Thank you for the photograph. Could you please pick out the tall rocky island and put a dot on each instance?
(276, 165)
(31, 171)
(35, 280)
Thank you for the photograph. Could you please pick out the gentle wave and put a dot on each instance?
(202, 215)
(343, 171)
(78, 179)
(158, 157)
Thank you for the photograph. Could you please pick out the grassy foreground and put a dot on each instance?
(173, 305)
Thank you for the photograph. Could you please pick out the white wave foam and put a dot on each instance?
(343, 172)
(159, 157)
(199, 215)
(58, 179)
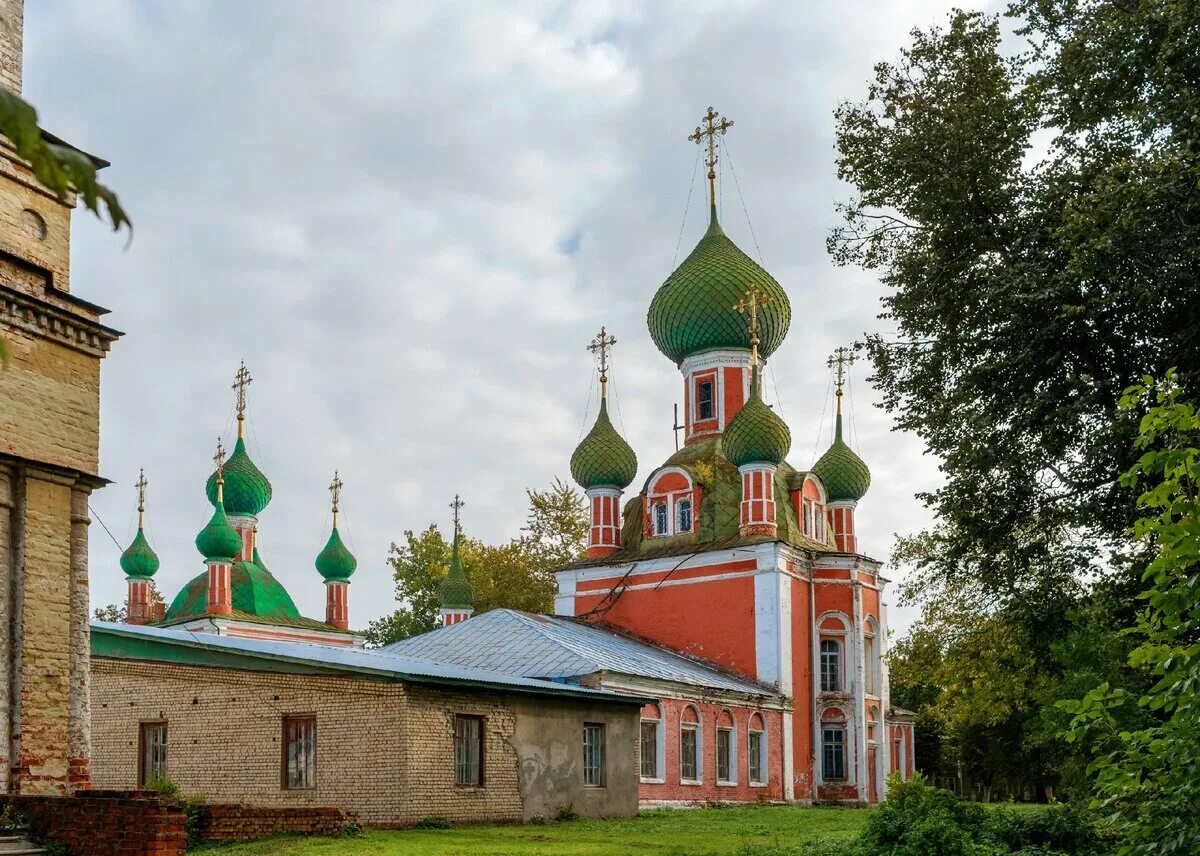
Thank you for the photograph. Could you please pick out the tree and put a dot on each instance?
(517, 574)
(1029, 288)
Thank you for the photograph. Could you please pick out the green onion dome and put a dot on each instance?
(843, 473)
(455, 591)
(756, 435)
(138, 558)
(694, 309)
(336, 562)
(604, 459)
(246, 490)
(219, 542)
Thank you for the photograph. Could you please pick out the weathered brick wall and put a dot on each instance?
(106, 822)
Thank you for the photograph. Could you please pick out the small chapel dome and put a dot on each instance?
(604, 459)
(693, 311)
(336, 562)
(138, 558)
(756, 435)
(843, 473)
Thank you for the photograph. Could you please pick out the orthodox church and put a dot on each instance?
(731, 586)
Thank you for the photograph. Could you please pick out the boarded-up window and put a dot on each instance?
(299, 752)
(468, 750)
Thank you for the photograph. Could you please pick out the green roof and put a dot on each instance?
(138, 558)
(604, 459)
(756, 435)
(246, 490)
(843, 473)
(694, 309)
(336, 562)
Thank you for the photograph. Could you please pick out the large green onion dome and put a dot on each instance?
(336, 562)
(246, 490)
(604, 459)
(455, 591)
(139, 560)
(843, 473)
(219, 542)
(756, 435)
(694, 309)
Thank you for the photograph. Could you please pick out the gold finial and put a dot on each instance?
(335, 489)
(142, 495)
(750, 303)
(841, 358)
(712, 127)
(241, 381)
(600, 346)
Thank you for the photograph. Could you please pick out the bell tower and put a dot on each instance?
(49, 465)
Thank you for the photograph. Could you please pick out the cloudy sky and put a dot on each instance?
(411, 219)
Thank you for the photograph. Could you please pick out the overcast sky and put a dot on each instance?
(411, 219)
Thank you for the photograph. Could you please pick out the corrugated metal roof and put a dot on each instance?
(371, 662)
(555, 647)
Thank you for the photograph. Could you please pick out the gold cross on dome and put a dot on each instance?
(708, 132)
(241, 379)
(600, 346)
(841, 358)
(750, 304)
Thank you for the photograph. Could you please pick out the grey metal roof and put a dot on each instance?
(561, 648)
(367, 662)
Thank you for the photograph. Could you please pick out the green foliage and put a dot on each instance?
(1145, 778)
(516, 574)
(57, 166)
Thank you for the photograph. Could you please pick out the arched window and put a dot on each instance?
(683, 515)
(831, 665)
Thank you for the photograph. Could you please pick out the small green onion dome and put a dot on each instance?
(843, 473)
(455, 591)
(693, 311)
(246, 490)
(756, 435)
(219, 542)
(138, 558)
(604, 459)
(336, 562)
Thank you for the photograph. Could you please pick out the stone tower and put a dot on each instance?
(49, 444)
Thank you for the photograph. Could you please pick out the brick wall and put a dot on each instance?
(106, 822)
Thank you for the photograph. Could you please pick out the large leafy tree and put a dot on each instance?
(1037, 221)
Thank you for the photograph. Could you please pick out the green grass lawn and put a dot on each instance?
(695, 832)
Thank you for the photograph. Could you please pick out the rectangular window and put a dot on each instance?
(724, 755)
(833, 753)
(705, 408)
(468, 750)
(755, 752)
(649, 750)
(153, 743)
(593, 755)
(688, 741)
(299, 752)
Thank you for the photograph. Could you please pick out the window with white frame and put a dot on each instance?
(831, 665)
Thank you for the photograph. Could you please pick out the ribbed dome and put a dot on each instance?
(455, 591)
(694, 309)
(756, 435)
(843, 473)
(336, 562)
(138, 558)
(219, 542)
(246, 490)
(604, 459)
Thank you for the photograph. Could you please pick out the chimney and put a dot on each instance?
(12, 31)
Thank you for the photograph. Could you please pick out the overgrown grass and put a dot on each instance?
(700, 832)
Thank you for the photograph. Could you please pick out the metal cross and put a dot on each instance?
(750, 303)
(841, 358)
(712, 127)
(600, 346)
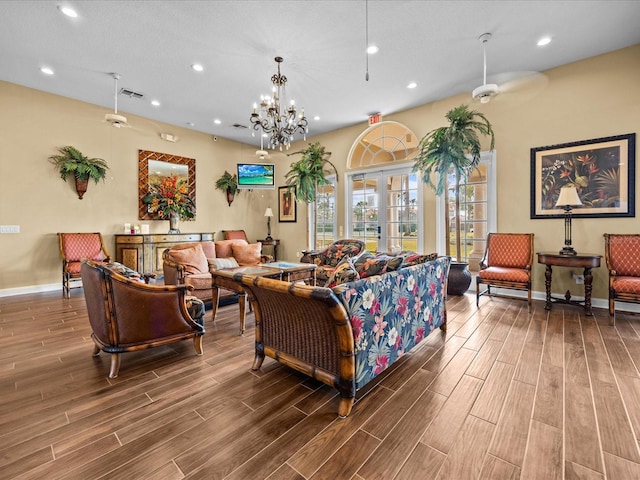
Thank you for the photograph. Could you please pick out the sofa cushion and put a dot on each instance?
(393, 261)
(192, 258)
(417, 258)
(345, 272)
(368, 265)
(123, 270)
(228, 262)
(247, 254)
(223, 247)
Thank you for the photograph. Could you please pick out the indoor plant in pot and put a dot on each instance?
(454, 147)
(309, 172)
(229, 184)
(70, 161)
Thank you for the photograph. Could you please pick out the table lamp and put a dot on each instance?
(568, 199)
(268, 213)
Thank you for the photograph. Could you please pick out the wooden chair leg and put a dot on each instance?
(197, 343)
(115, 365)
(344, 406)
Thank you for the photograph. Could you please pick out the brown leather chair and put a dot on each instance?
(506, 263)
(74, 247)
(622, 254)
(128, 315)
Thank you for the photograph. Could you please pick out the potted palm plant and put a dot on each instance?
(308, 173)
(454, 147)
(70, 161)
(229, 184)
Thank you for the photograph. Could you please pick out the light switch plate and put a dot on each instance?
(9, 228)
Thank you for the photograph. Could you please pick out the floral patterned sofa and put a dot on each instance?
(347, 335)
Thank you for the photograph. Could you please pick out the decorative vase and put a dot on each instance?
(81, 186)
(459, 278)
(174, 217)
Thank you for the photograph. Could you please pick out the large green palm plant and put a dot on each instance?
(308, 173)
(456, 146)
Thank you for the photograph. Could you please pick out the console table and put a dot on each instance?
(143, 253)
(584, 260)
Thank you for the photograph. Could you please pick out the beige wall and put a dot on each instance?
(593, 98)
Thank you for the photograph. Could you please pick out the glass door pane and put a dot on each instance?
(364, 210)
(401, 230)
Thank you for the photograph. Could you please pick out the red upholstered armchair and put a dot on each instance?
(74, 247)
(622, 254)
(506, 263)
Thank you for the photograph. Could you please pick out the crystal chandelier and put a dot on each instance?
(278, 126)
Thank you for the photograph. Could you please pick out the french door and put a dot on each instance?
(382, 209)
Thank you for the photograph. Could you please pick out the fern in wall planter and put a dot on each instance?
(70, 161)
(229, 184)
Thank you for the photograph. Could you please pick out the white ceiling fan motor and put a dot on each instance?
(113, 118)
(485, 91)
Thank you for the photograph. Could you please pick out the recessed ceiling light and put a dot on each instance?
(544, 41)
(68, 11)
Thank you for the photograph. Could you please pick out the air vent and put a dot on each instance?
(131, 93)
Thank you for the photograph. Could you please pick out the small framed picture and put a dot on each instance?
(287, 204)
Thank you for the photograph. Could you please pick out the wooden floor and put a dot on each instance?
(505, 394)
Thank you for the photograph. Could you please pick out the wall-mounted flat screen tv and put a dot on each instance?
(256, 175)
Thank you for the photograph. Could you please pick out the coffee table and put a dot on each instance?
(223, 278)
(295, 272)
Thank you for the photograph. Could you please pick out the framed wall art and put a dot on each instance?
(601, 169)
(287, 209)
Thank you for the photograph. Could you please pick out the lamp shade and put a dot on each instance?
(568, 197)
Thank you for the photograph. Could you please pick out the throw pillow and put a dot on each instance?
(192, 258)
(123, 270)
(367, 265)
(416, 258)
(345, 272)
(393, 262)
(247, 254)
(217, 263)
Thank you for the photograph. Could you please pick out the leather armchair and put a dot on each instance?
(128, 315)
(328, 258)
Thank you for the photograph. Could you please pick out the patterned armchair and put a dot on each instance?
(74, 247)
(622, 254)
(327, 259)
(506, 263)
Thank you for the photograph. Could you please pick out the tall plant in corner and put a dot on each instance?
(70, 161)
(456, 146)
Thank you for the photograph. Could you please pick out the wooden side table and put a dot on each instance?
(584, 260)
(274, 242)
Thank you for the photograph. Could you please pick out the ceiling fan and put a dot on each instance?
(486, 91)
(113, 118)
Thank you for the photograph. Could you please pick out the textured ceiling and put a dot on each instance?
(152, 45)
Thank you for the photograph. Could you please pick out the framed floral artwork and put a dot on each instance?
(601, 169)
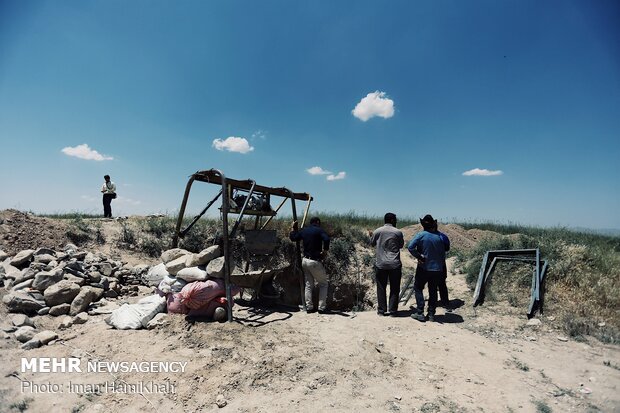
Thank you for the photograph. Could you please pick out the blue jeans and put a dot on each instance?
(423, 277)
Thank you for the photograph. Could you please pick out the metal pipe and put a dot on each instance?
(197, 217)
(298, 259)
(175, 238)
(276, 211)
(226, 242)
(245, 205)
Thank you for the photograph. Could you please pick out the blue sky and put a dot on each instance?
(527, 90)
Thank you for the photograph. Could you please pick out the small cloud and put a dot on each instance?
(374, 104)
(482, 172)
(338, 176)
(85, 152)
(259, 134)
(233, 144)
(317, 170)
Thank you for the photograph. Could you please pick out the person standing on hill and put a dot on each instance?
(388, 240)
(316, 245)
(109, 193)
(429, 248)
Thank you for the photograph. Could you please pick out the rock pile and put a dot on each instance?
(60, 283)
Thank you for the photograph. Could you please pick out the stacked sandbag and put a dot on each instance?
(194, 281)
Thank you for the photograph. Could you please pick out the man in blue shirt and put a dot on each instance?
(429, 247)
(316, 244)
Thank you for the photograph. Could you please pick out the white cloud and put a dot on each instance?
(338, 176)
(374, 104)
(233, 144)
(83, 151)
(259, 134)
(482, 172)
(317, 170)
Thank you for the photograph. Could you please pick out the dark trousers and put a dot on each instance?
(107, 205)
(423, 277)
(443, 288)
(383, 276)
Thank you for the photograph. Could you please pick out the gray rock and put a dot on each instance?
(20, 320)
(174, 266)
(81, 318)
(25, 274)
(25, 333)
(29, 345)
(66, 322)
(45, 336)
(173, 254)
(60, 309)
(22, 258)
(75, 279)
(23, 302)
(45, 251)
(22, 285)
(215, 268)
(105, 268)
(159, 320)
(86, 296)
(70, 248)
(44, 258)
(63, 291)
(46, 279)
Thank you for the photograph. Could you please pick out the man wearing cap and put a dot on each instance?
(388, 267)
(429, 247)
(316, 245)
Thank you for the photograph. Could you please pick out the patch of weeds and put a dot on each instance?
(20, 406)
(542, 407)
(520, 365)
(79, 232)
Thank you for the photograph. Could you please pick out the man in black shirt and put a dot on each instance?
(316, 245)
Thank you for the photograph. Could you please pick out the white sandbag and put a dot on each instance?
(155, 275)
(170, 284)
(135, 316)
(193, 274)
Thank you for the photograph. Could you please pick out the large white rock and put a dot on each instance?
(174, 266)
(22, 258)
(46, 279)
(215, 268)
(193, 274)
(25, 333)
(173, 254)
(64, 291)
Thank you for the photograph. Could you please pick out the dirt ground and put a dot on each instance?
(279, 360)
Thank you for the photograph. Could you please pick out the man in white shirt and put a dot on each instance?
(109, 193)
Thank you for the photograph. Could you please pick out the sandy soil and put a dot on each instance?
(286, 360)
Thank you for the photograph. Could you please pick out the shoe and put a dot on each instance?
(418, 316)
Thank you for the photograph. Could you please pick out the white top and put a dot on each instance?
(108, 188)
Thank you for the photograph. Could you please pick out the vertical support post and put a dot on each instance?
(298, 259)
(188, 187)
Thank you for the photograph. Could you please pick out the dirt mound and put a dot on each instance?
(460, 238)
(20, 230)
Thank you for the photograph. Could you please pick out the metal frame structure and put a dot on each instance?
(491, 258)
(215, 176)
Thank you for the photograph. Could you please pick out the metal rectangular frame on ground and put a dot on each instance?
(491, 258)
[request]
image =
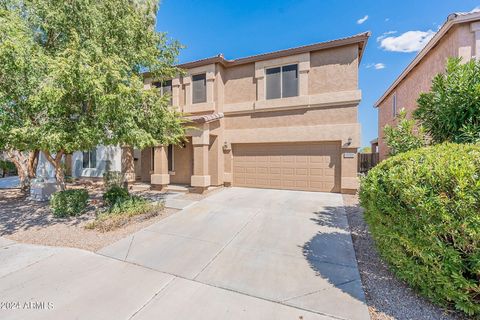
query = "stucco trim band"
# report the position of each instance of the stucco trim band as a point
(336, 132)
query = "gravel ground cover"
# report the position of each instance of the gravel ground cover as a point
(28, 221)
(387, 297)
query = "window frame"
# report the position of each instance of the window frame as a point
(152, 159)
(204, 74)
(91, 154)
(160, 85)
(172, 168)
(281, 80)
(394, 105)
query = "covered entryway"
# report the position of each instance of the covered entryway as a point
(295, 166)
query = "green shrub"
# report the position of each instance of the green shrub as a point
(122, 212)
(115, 194)
(69, 202)
(423, 210)
(404, 136)
(7, 167)
(113, 179)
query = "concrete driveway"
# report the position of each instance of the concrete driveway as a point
(238, 254)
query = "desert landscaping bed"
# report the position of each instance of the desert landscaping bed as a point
(32, 222)
(387, 297)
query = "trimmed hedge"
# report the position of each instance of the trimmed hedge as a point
(115, 194)
(423, 210)
(69, 202)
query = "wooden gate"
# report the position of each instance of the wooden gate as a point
(367, 161)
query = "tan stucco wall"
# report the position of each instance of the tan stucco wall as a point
(325, 111)
(183, 168)
(146, 164)
(333, 70)
(240, 84)
(458, 41)
(297, 117)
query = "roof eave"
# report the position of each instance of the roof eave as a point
(452, 20)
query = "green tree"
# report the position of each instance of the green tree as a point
(451, 110)
(20, 69)
(404, 136)
(81, 67)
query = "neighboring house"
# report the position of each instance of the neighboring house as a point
(285, 120)
(458, 37)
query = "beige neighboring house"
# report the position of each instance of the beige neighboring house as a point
(283, 120)
(458, 37)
━━━━━━━━
= TASK GOAL =
Show each line of the data above that contains the word "gravel", matching case exactly.

= WORKED ANSWER =
query = "gravel ground cover"
# report the position of each instance of the gravel ground cover as a point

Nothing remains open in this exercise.